*Task goal*
Return nothing but the lines from the line containing "Where can the dreadlock" through the last line of the records, reproduced exactly.

Start of Information

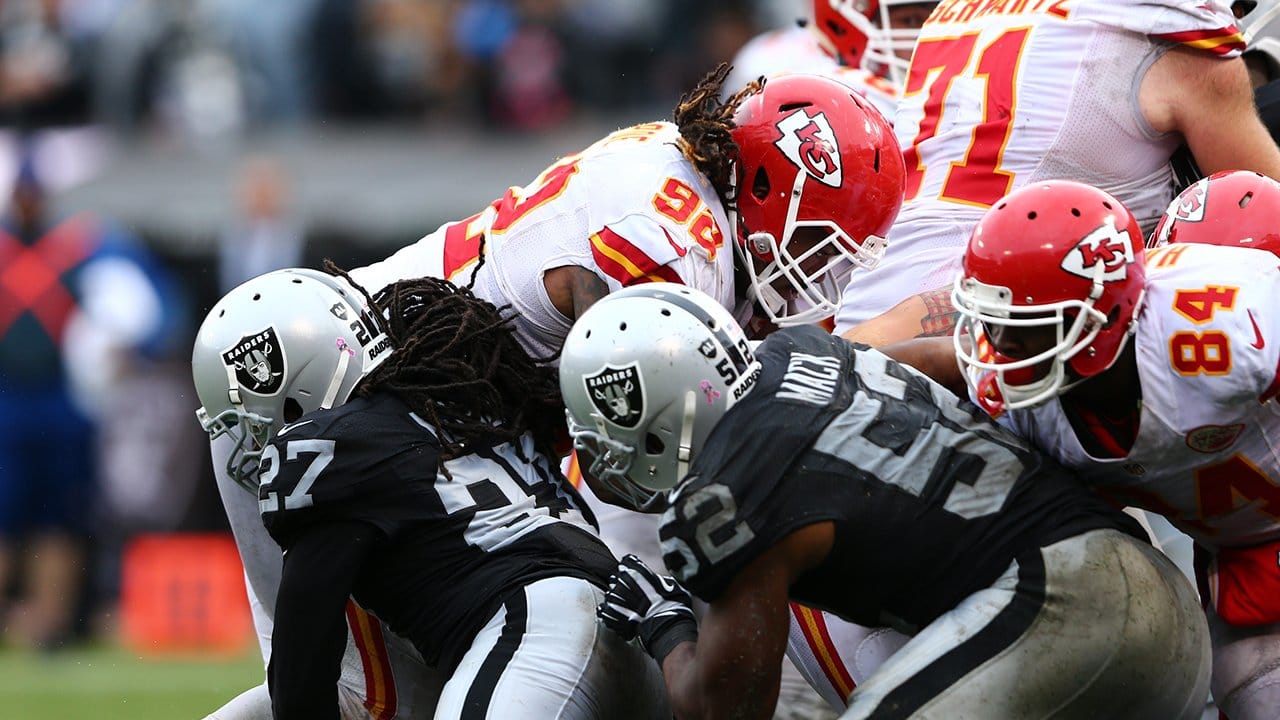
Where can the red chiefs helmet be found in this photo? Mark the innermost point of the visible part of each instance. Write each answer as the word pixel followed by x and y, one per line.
pixel 1229 208
pixel 1059 259
pixel 862 32
pixel 813 156
pixel 845 27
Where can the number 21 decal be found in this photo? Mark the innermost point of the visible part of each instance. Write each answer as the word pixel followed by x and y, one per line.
pixel 978 178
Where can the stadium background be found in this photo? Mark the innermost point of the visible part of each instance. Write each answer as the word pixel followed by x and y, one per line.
pixel 365 123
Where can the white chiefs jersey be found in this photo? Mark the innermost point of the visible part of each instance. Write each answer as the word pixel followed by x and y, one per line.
pixel 1002 94
pixel 796 50
pixel 1207 349
pixel 630 208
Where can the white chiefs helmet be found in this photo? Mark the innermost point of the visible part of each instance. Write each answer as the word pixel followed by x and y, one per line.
pixel 275 347
pixel 645 374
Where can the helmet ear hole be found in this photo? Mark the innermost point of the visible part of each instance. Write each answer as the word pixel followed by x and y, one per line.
pixel 292 410
pixel 760 185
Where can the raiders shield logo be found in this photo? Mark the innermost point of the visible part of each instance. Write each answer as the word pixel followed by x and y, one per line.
pixel 1214 438
pixel 617 393
pixel 259 361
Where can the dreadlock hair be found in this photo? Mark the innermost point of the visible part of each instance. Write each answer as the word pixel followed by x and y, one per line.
pixel 457 364
pixel 705 124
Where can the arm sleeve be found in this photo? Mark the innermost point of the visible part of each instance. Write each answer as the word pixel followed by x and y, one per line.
pixel 1206 26
pixel 320 566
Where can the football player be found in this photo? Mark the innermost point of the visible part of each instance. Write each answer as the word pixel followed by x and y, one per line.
pixel 863 45
pixel 430 497
pixel 1228 208
pixel 1152 374
pixel 1005 95
pixel 818 470
pixel 787 187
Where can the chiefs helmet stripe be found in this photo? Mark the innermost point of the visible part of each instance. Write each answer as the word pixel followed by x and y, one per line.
pixel 1221 41
pixel 816 634
pixel 626 263
pixel 379 682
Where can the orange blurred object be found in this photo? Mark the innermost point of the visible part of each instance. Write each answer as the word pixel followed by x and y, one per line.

End of Information

*Solved exercise*
Where can the dreadlock hair be found in this photo? Mark the innermost point of the visible part of each instance. Write each answer as the word pixel followed by x and y, one per line.
pixel 457 364
pixel 705 124
Where can the arm sleeve be found in this photo? Mark the innermost point of the visible part of each instance. Write each answer as the word pixel followed by x and y, one per line.
pixel 1206 26
pixel 320 566
Where can the football player be found in this photo? Mark the innermost point of the visible part of each instance. Write each answer as the word pixel followed by x and y, one per line.
pixel 863 45
pixel 430 497
pixel 1228 208
pixel 1152 374
pixel 1005 95
pixel 818 470
pixel 787 187
Where can the chiefs helmet stripe be found in this photo? Mark the innermost point of the visible part of each instance. Write each answer as the word pixel followed by x and y, one per line.
pixel 1221 41
pixel 816 634
pixel 626 263
pixel 379 682
Where can the orange blurred object be found in this photo? Mark the innermost point of the visible part of each instance. Write each answer as the word pixel followed by x and y, one per line.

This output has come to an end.